┏━━

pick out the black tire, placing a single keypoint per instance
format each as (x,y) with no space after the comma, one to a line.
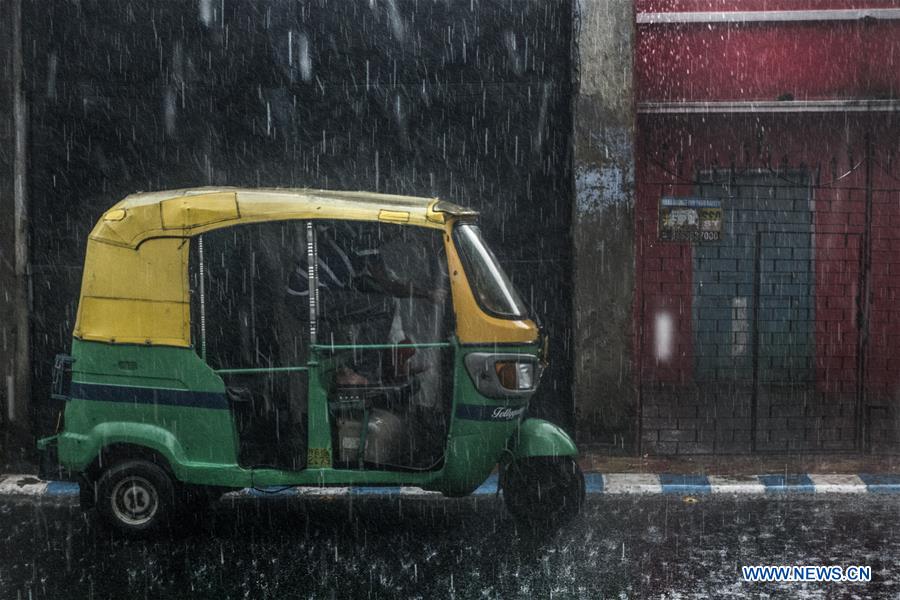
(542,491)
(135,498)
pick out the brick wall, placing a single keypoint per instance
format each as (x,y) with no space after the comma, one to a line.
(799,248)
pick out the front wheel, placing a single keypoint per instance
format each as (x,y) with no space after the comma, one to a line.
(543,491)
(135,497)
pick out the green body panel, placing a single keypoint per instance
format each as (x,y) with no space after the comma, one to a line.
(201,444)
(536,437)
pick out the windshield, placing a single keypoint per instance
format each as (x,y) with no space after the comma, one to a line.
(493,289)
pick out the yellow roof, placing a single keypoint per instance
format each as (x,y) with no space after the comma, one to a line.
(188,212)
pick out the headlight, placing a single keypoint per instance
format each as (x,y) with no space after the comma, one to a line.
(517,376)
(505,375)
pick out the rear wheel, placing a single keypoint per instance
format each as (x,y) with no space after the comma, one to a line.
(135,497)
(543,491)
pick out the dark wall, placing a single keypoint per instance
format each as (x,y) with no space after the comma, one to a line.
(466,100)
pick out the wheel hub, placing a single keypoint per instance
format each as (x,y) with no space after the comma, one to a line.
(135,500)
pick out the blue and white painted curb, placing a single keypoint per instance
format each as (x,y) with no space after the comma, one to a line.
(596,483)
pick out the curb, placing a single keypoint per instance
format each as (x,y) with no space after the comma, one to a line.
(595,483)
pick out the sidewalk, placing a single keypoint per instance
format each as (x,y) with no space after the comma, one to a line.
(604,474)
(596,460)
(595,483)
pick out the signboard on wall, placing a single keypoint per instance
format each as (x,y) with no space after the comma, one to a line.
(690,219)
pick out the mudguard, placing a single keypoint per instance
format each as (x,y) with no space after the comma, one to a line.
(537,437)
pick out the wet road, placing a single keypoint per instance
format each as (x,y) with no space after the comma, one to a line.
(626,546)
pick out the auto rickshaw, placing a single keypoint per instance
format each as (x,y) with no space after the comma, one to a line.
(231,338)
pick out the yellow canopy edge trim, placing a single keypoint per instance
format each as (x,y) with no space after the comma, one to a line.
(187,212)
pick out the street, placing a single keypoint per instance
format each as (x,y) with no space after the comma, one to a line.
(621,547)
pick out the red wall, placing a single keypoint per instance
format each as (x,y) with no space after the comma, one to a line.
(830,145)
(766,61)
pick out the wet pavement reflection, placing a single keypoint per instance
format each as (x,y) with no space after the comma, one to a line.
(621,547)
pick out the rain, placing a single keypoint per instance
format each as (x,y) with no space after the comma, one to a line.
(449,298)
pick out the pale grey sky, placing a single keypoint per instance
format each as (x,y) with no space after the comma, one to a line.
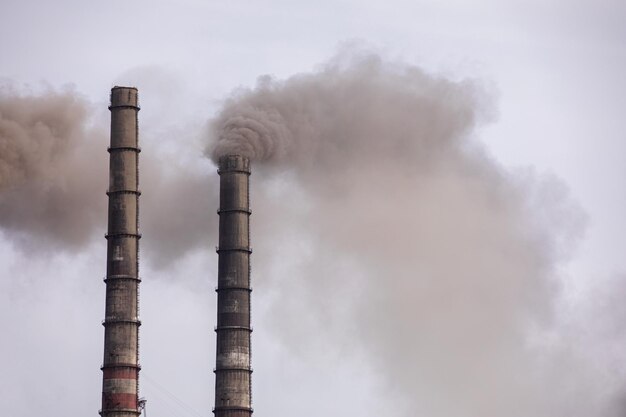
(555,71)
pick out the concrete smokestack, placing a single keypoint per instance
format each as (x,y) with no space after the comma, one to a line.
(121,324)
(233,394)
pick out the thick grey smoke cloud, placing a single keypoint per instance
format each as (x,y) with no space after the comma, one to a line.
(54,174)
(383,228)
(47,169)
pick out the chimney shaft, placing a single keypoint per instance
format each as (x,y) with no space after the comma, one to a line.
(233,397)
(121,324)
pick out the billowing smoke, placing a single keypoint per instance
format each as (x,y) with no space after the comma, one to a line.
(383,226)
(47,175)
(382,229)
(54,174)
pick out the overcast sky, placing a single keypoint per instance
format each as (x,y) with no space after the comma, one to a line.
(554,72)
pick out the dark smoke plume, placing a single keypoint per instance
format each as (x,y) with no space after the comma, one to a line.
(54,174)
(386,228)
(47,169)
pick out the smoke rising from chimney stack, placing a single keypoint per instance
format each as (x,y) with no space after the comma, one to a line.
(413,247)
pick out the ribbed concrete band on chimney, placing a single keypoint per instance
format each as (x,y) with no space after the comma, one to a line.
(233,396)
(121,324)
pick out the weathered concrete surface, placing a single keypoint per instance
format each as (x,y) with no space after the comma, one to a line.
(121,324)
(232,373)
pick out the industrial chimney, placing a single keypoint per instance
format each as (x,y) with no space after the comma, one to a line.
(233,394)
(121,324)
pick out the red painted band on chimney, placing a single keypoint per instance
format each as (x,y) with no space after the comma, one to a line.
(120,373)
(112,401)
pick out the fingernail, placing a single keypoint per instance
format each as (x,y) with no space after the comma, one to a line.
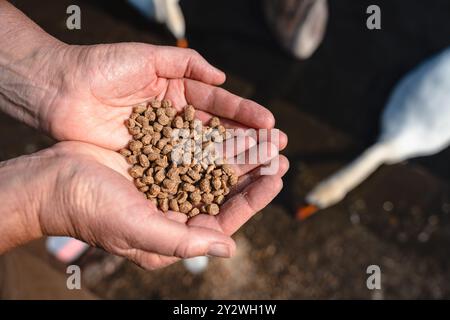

┗━━

- [EXERCISE]: Taking the material above, give again exactly the lines from the one holding "pick out the wet road, placing" through the one holding "pick out the concrete", with both ends and without pictures.

- [SOLUTION FOR THIS EXERCISE]:
pick out the wet road, placing a single keypoint per instance
format each as (x,y) with no space after the comma, one to a line.
(626,546)
pick out the auto rickshaw, placing a single keypoint per instance
format each as (x,y) with no space after the comma, one to a line.
(231,338)
pick out the yellow canopy edge trim, placing a single keypoint per instance
format each as (x,y) with no space after the comma, one to a line.
(187,212)
pick out the street, placing a single keypoint per instance
format each as (x,y) with no space after the comma, one to a line.
(621,547)
pick out the red wall, placing a single keypoint per instance
format each as (x,y) with no space after the comma, one to a line.
(830,145)
(766,61)
pick out the wet pavement reflection, placing a single keypoint per instance
format each as (x,y) with no space after the comma, one to a line.
(621,547)
pick out the rain, placing a single keypoint per instance
format each as (x,y) with no space after the comma, one to a line.
(449,298)
pick out the pale grey sky, placing a single keypoint per instance
format each as (x,y) with no space after the comma, one to a line.
(555,71)
pick out the concrete smokestack, placing a single keypoint per instance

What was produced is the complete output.